**Given entries**:
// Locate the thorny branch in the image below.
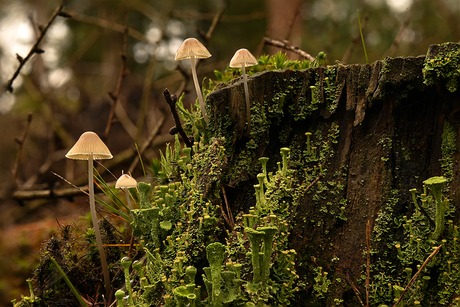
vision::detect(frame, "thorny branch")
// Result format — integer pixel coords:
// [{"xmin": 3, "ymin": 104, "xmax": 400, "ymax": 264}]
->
[
  {"xmin": 340, "ymin": 14, "xmax": 369, "ymax": 64},
  {"xmin": 163, "ymin": 89, "xmax": 192, "ymax": 148},
  {"xmin": 0, "ymin": 5, "xmax": 70, "ymax": 95},
  {"xmin": 13, "ymin": 113, "xmax": 32, "ymax": 183},
  {"xmin": 104, "ymin": 18, "xmax": 128, "ymax": 140},
  {"xmin": 264, "ymin": 37, "xmax": 315, "ymax": 61}
]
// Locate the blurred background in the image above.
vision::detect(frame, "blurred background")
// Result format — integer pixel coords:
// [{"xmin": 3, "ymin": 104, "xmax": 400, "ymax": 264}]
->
[{"xmin": 0, "ymin": 0, "xmax": 460, "ymax": 306}]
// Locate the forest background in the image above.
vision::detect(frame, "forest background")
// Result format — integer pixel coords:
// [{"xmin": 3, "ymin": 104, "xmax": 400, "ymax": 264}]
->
[{"xmin": 0, "ymin": 0, "xmax": 460, "ymax": 306}]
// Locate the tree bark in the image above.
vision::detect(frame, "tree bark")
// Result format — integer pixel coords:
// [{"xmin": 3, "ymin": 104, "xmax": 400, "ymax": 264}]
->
[{"xmin": 207, "ymin": 44, "xmax": 460, "ymax": 300}]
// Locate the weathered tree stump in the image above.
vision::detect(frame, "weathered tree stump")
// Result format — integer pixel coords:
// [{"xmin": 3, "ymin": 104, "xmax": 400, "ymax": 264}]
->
[{"xmin": 207, "ymin": 43, "xmax": 460, "ymax": 304}]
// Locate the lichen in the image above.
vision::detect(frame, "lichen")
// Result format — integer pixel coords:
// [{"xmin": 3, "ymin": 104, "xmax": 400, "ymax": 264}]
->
[{"xmin": 423, "ymin": 43, "xmax": 460, "ymax": 92}]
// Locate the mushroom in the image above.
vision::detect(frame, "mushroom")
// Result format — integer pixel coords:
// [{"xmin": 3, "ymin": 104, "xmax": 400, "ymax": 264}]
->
[
  {"xmin": 230, "ymin": 48, "xmax": 258, "ymax": 135},
  {"xmin": 65, "ymin": 131, "xmax": 113, "ymax": 299},
  {"xmin": 115, "ymin": 174, "xmax": 137, "ymax": 210},
  {"xmin": 174, "ymin": 38, "xmax": 211, "ymax": 122}
]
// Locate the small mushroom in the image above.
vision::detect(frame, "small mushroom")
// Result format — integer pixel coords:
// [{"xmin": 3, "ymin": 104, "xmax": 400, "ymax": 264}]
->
[
  {"xmin": 115, "ymin": 174, "xmax": 137, "ymax": 210},
  {"xmin": 65, "ymin": 131, "xmax": 113, "ymax": 298},
  {"xmin": 230, "ymin": 48, "xmax": 257, "ymax": 135},
  {"xmin": 174, "ymin": 38, "xmax": 211, "ymax": 122}
]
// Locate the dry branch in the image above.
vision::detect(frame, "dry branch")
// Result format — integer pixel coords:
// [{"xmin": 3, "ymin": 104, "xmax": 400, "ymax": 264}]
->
[
  {"xmin": 13, "ymin": 113, "xmax": 32, "ymax": 184},
  {"xmin": 163, "ymin": 89, "xmax": 192, "ymax": 148},
  {"xmin": 0, "ymin": 5, "xmax": 70, "ymax": 95},
  {"xmin": 104, "ymin": 20, "xmax": 128, "ymax": 140},
  {"xmin": 264, "ymin": 37, "xmax": 315, "ymax": 61}
]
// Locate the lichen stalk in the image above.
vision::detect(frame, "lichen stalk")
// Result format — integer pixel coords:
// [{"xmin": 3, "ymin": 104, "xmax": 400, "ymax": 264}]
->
[
  {"xmin": 241, "ymin": 64, "xmax": 251, "ymax": 135},
  {"xmin": 245, "ymin": 228, "xmax": 264, "ymax": 284}
]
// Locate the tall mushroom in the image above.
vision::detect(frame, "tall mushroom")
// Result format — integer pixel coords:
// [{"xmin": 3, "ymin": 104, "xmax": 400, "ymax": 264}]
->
[
  {"xmin": 174, "ymin": 38, "xmax": 211, "ymax": 122},
  {"xmin": 115, "ymin": 174, "xmax": 137, "ymax": 210},
  {"xmin": 65, "ymin": 131, "xmax": 113, "ymax": 299},
  {"xmin": 230, "ymin": 48, "xmax": 258, "ymax": 135}
]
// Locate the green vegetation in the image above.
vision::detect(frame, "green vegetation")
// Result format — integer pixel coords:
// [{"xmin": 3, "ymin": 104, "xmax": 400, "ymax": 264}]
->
[{"xmin": 11, "ymin": 46, "xmax": 460, "ymax": 307}]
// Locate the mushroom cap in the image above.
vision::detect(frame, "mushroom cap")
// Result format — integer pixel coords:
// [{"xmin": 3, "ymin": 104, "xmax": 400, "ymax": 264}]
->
[
  {"xmin": 65, "ymin": 131, "xmax": 113, "ymax": 160},
  {"xmin": 174, "ymin": 38, "xmax": 211, "ymax": 61},
  {"xmin": 230, "ymin": 48, "xmax": 258, "ymax": 68},
  {"xmin": 115, "ymin": 174, "xmax": 137, "ymax": 189}
]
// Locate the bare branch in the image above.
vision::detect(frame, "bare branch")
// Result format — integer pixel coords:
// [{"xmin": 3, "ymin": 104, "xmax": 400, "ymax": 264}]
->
[
  {"xmin": 104, "ymin": 19, "xmax": 128, "ymax": 140},
  {"xmin": 340, "ymin": 14, "xmax": 369, "ymax": 64},
  {"xmin": 163, "ymin": 89, "xmax": 192, "ymax": 148},
  {"xmin": 69, "ymin": 13, "xmax": 147, "ymax": 43},
  {"xmin": 13, "ymin": 113, "xmax": 32, "ymax": 184},
  {"xmin": 0, "ymin": 5, "xmax": 68, "ymax": 95},
  {"xmin": 128, "ymin": 116, "xmax": 165, "ymax": 173},
  {"xmin": 264, "ymin": 37, "xmax": 315, "ymax": 61},
  {"xmin": 393, "ymin": 244, "xmax": 442, "ymax": 307}
]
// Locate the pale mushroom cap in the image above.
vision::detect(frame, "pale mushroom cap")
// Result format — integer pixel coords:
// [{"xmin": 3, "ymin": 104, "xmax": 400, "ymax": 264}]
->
[
  {"xmin": 230, "ymin": 48, "xmax": 258, "ymax": 68},
  {"xmin": 115, "ymin": 174, "xmax": 137, "ymax": 189},
  {"xmin": 174, "ymin": 38, "xmax": 211, "ymax": 61},
  {"xmin": 65, "ymin": 131, "xmax": 113, "ymax": 160}
]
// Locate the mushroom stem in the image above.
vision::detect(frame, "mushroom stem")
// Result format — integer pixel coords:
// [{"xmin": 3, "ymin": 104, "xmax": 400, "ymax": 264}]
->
[
  {"xmin": 124, "ymin": 188, "xmax": 133, "ymax": 211},
  {"xmin": 190, "ymin": 56, "xmax": 208, "ymax": 122},
  {"xmin": 241, "ymin": 63, "xmax": 251, "ymax": 135},
  {"xmin": 88, "ymin": 158, "xmax": 112, "ymax": 301}
]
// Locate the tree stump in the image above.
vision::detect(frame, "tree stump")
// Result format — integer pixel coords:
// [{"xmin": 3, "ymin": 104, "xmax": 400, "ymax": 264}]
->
[{"xmin": 207, "ymin": 43, "xmax": 460, "ymax": 306}]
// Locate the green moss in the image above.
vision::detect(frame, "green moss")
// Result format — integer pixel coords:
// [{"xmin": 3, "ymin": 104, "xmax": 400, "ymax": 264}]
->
[
  {"xmin": 423, "ymin": 43, "xmax": 460, "ymax": 92},
  {"xmin": 439, "ymin": 120, "xmax": 457, "ymax": 181}
]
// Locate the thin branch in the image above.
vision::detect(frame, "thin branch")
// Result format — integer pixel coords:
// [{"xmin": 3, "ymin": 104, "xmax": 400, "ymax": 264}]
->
[
  {"xmin": 128, "ymin": 116, "xmax": 165, "ymax": 173},
  {"xmin": 172, "ymin": 10, "xmax": 266, "ymax": 23},
  {"xmin": 383, "ymin": 19, "xmax": 410, "ymax": 58},
  {"xmin": 13, "ymin": 113, "xmax": 32, "ymax": 183},
  {"xmin": 0, "ymin": 5, "xmax": 70, "ymax": 95},
  {"xmin": 340, "ymin": 14, "xmax": 369, "ymax": 64},
  {"xmin": 264, "ymin": 37, "xmax": 315, "ymax": 61},
  {"xmin": 104, "ymin": 19, "xmax": 128, "ymax": 140},
  {"xmin": 163, "ymin": 89, "xmax": 192, "ymax": 148},
  {"xmin": 204, "ymin": 4, "xmax": 227, "ymax": 42},
  {"xmin": 393, "ymin": 244, "xmax": 442, "ymax": 307}
]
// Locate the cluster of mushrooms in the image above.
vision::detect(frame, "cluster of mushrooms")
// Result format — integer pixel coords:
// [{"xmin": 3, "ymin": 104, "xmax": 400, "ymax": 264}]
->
[
  {"xmin": 174, "ymin": 38, "xmax": 258, "ymax": 134},
  {"xmin": 65, "ymin": 38, "xmax": 257, "ymax": 297}
]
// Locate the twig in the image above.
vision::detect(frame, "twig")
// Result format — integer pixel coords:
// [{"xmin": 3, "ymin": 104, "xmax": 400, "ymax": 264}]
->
[
  {"xmin": 366, "ymin": 220, "xmax": 371, "ymax": 307},
  {"xmin": 393, "ymin": 244, "xmax": 442, "ymax": 307},
  {"xmin": 340, "ymin": 14, "xmax": 369, "ymax": 64},
  {"xmin": 383, "ymin": 19, "xmax": 410, "ymax": 58},
  {"xmin": 285, "ymin": 5, "xmax": 302, "ymax": 41},
  {"xmin": 163, "ymin": 89, "xmax": 192, "ymax": 148},
  {"xmin": 128, "ymin": 116, "xmax": 165, "ymax": 173},
  {"xmin": 134, "ymin": 0, "xmax": 176, "ymax": 143},
  {"xmin": 13, "ymin": 113, "xmax": 32, "ymax": 183},
  {"xmin": 68, "ymin": 12, "xmax": 148, "ymax": 43},
  {"xmin": 104, "ymin": 15, "xmax": 128, "ymax": 140},
  {"xmin": 220, "ymin": 186, "xmax": 235, "ymax": 231},
  {"xmin": 264, "ymin": 37, "xmax": 315, "ymax": 61},
  {"xmin": 0, "ymin": 5, "xmax": 70, "ymax": 95},
  {"xmin": 204, "ymin": 2, "xmax": 227, "ymax": 42}
]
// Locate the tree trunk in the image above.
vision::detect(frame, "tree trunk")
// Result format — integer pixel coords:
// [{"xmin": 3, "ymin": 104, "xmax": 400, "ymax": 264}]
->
[{"xmin": 207, "ymin": 44, "xmax": 460, "ymax": 305}]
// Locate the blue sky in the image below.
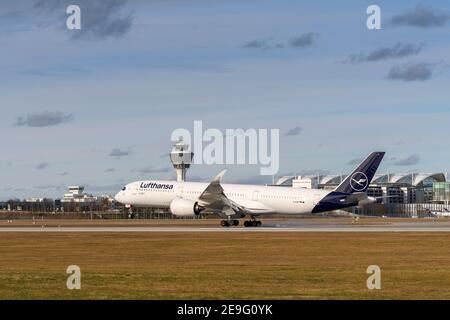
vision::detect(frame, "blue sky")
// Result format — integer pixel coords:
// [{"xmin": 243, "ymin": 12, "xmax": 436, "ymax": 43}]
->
[{"xmin": 0, "ymin": 0, "xmax": 450, "ymax": 199}]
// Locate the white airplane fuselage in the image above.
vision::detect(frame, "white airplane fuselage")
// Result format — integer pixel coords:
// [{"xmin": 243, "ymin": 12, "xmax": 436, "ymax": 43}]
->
[{"xmin": 115, "ymin": 180, "xmax": 331, "ymax": 215}]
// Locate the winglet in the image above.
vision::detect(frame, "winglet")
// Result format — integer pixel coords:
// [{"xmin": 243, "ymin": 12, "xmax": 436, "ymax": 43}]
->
[{"xmin": 213, "ymin": 169, "xmax": 227, "ymax": 183}]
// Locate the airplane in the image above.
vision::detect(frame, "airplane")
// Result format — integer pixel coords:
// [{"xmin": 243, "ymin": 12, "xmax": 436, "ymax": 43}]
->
[{"xmin": 115, "ymin": 152, "xmax": 385, "ymax": 227}]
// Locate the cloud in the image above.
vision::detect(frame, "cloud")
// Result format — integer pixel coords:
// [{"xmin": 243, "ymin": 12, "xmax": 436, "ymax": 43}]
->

**Aim of the exercise**: Update the lines starting at the one that contains "airplane in the image above." and running through the end of the records, replacing "pixel coords" with "pixel coordinates". Write out those lines again with nothing else changed.

**Response to this task**:
// Locate the airplane in the image above.
vision::detect(frame, "airplane")
// Result format — integer pixel coordinates:
// [{"xmin": 243, "ymin": 12, "xmax": 436, "ymax": 43}]
->
[{"xmin": 115, "ymin": 152, "xmax": 385, "ymax": 227}]
// Locate the cloud in the image above.
vision::detect(frame, "cloud")
// Result format — integer pixel coordinates:
// [{"xmin": 243, "ymin": 12, "xmax": 436, "ymax": 43}]
->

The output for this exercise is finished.